* [PAGE TEXT]:
The project involves many parcels of land, and some of the land owners are enthusiastic, hoping to cash in by selling their land, while others are angry, understandably worried that their land will be taken through eminent domain and they left with little for it (they will walk away with more than they seem to think, but having your land taken is still upsetting). For the latter, the environmental crews are often the first people associated with the project with whom they have contact, and so we often find ourselves subject to abuse by landowners who don't want a project to go through. This is especially ironic considering that, at least in my experience, these same landowners often believe the false notion that projects can be stopped because of the discovery of archaeological sites*, so you'd think they'd be happy to see us if they are opposed to a project going through. Instead, they usually see us as a menacing vangaurd of a force that is out to destroy their lives.
During the initial environmental studies for the project, several archaeological sites were found. In keeping with standard practice, our client asked us to perform test excavations at the sites in order to assess whether or not they are eligible for listing on the National Register of Historic Places (NRHP) or California Register of Historic Resources (CRHR). So, three of us found ourselves driving out into a fallow field in order to perform said excavations.
We arrived at the site, pulled our equipment out of the truck, and each of the three of us went to our excavation unit to begin work. We were digging Shovel Probes (small holes, usually 50-centimeters wide and usually dug in 20 centimeter levels), and I had gotten down to about 15 centimeters in mine, when I heard what sounded like an airplane's engine. I looked away from my screen and towards my crew members, and saw them looking to the south. Turning to the south myself, I saw a small yellow plan coming in low, flying to the west of us, and, when it was almost directly west of us and about 1/4 mile away, letting loose some sort of liquid or particles from its holding tank. It reached the end of the field, it rose up, turned around, and flew above us. It passed by, turned around, and flew above us again, and again, finally essentially flying circles above us. We got the message, packed up our equipment, and drove off, not wanting to be caught in crop dusting.
Driving out of the field, I called the project manager and let him know what had happened. Turned out that this particular farmer had made his displeasure with our presence known a few days earlier, but had nonetheless agreed to let us onto his land**. The project manager asked us to sit on the public road and observe the crop duster, and so we spent a bit of time sitting on the side of the road, watching as the plane sprayed the fields, flew away to the east, flew back, sprayed the field some more, and so on.
While we sat there, the crew, who had worked in this area before, told me that they had previously been chased out of a field by a crop duster. That time, however, they were in an area that got sprayed and the farmer was initially hesitant to tell anyone what the plane had been dropping, so the fire department had to come out to decontaminate everybody. It later turned out that the substance being dropped by the plane was not toxic to humans, and they were alright.
I do not know if it was the same farmer this time around. The crew felt that it was the same plane, though there are only so many types of crop dusting airplanes, so it's possible that it is simply the same model but not the same plane.
Regardless, it was another "only in this line of work moment" - getting chased away from a work site by a crop duster.
It didn't look like this. Though I do look like Cary Grant.
*I've said this before, but it bears repeating. The federal, and in California state, regulations that require archaeological work be done for many construction projects do not prohibit damage to or destruction of archaeological sites, they simply require that state and federal agencies take account of such damage when planning and/or permitting a project. Usually this means that damage to archaeological sites gets mitigated in some way - sometimes the project can be altered to avoid damage, more often the sites are excavated in what is called "data recovery." The cases where projects grind to a halt, in my experience, involve political wrangling and outright stubbornness on the part of one of the parties involved, as opposed to any outright prohibition against destroying sites. Archaeologists usually get caught in the middle of this, rather than being the cause of it.
**Another common misconception is that we can push our way onto other people's land. Not true. If you own the land, you can deny us access, and there ain't nothing we can do about it.

* [PROBLEMS AND TASKS]:
a) Edit the crop duster account from "I do not know" down to "the same plane.", putting "same landowner" in place of "same farmer".
b) According to the crop duster account, how wide are Shovel Probes usually, and in what levels are they dug?
The entries that follow come from a separate source.

* [SOURCE MATERIAL]:
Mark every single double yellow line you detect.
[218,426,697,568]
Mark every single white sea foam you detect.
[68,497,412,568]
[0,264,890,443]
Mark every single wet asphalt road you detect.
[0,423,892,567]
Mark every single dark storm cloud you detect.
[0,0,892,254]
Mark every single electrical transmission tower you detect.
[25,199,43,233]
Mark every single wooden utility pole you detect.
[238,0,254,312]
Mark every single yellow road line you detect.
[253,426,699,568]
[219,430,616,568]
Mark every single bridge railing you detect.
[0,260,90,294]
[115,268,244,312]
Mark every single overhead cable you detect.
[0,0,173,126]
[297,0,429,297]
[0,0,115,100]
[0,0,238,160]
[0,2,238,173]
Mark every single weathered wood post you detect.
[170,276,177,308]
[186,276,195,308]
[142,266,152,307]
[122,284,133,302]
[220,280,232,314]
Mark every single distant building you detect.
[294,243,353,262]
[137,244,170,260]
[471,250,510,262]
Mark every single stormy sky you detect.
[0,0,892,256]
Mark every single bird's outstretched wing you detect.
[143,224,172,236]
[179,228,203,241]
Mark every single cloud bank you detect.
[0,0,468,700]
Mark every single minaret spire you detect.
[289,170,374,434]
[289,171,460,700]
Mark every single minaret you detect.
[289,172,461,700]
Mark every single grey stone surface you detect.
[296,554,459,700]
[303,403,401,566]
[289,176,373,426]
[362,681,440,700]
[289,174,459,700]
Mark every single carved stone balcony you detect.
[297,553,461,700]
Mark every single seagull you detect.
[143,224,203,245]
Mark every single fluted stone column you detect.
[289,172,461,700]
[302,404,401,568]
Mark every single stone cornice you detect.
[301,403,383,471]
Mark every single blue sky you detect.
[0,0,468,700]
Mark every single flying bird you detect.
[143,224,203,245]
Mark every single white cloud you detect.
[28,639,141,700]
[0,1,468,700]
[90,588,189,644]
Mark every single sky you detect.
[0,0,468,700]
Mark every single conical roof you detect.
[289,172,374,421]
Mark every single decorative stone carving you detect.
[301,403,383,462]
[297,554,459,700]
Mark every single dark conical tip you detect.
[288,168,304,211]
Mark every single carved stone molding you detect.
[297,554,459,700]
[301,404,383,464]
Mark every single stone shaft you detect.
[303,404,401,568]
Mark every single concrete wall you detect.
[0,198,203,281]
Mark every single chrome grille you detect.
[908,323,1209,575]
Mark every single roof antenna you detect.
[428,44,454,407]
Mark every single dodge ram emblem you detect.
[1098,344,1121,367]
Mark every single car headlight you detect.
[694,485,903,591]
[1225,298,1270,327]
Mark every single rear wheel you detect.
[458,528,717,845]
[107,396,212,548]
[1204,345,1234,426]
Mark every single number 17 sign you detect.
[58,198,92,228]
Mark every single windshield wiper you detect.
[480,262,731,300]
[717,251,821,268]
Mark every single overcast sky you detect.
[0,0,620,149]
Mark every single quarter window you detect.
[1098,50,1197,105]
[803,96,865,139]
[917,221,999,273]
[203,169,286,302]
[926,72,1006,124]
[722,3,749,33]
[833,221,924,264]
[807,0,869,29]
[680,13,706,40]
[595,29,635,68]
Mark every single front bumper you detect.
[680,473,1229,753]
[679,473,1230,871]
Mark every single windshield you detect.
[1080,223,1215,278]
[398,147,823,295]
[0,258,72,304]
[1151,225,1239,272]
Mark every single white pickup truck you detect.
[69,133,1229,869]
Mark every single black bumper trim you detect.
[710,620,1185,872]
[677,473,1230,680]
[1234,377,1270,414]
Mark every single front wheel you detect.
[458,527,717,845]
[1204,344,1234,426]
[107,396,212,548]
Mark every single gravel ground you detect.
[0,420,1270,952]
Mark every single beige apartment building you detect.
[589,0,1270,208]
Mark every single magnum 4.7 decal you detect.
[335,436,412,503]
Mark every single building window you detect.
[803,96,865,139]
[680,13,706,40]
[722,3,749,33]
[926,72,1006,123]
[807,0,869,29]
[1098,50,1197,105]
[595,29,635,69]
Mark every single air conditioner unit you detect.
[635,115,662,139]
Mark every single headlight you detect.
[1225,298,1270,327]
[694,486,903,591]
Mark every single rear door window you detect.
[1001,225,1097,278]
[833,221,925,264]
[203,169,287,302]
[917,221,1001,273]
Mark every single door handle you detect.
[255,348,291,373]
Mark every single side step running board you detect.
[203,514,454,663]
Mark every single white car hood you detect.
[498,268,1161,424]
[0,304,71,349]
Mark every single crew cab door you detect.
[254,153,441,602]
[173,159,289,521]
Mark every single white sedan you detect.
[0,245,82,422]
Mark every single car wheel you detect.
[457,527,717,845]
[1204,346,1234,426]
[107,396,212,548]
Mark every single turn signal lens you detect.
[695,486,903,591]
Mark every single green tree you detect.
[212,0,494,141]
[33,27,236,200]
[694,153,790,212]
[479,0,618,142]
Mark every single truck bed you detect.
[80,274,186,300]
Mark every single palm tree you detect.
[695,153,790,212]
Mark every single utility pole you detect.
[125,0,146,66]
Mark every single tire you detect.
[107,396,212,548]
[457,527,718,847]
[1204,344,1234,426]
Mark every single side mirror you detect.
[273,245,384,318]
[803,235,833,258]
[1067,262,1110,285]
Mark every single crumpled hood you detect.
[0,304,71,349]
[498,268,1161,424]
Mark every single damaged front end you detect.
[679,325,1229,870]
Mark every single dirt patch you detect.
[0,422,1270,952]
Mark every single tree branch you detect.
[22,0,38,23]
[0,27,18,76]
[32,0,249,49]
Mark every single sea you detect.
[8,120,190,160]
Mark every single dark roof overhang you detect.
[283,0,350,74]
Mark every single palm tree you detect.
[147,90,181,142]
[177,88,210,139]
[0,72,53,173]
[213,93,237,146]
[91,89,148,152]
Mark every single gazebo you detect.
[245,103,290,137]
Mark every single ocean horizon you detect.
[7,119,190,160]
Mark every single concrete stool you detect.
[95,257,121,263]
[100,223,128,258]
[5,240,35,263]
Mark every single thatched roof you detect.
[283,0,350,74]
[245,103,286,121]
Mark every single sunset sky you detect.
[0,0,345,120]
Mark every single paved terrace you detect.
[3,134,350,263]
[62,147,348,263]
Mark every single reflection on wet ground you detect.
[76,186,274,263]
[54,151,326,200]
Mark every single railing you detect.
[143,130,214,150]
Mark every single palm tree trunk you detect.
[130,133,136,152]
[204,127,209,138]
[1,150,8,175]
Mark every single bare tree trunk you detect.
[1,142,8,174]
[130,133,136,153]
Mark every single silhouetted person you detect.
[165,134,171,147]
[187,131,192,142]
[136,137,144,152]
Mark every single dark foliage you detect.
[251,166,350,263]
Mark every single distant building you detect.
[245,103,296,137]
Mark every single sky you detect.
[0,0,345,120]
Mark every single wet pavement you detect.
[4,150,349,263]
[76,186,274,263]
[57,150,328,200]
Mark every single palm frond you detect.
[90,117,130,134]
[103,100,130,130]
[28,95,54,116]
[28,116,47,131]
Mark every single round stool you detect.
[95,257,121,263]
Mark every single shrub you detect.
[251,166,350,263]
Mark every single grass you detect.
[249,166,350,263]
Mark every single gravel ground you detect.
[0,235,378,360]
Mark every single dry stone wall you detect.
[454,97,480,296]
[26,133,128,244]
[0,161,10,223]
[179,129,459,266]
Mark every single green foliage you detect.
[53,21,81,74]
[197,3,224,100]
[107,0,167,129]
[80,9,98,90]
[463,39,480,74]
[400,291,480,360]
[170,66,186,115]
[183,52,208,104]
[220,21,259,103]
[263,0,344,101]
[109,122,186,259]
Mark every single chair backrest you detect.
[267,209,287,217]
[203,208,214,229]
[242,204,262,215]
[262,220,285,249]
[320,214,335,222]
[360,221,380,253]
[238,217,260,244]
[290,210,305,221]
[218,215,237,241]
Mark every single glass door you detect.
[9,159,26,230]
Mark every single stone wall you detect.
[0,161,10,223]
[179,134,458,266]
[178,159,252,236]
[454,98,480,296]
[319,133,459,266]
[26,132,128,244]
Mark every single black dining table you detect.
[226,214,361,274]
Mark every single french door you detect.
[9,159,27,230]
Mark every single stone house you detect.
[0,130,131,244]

* [SOLUTION SET]:
a)
I do not know if it was the same landowner this time around. The crew felt that it was the same plane, though there are only so many types of crop dusting airplanes, so it's possible that it is simply the same model but not the same plane.

b) They are usually 50 centimeters wide and dug in 20-centimeter levels.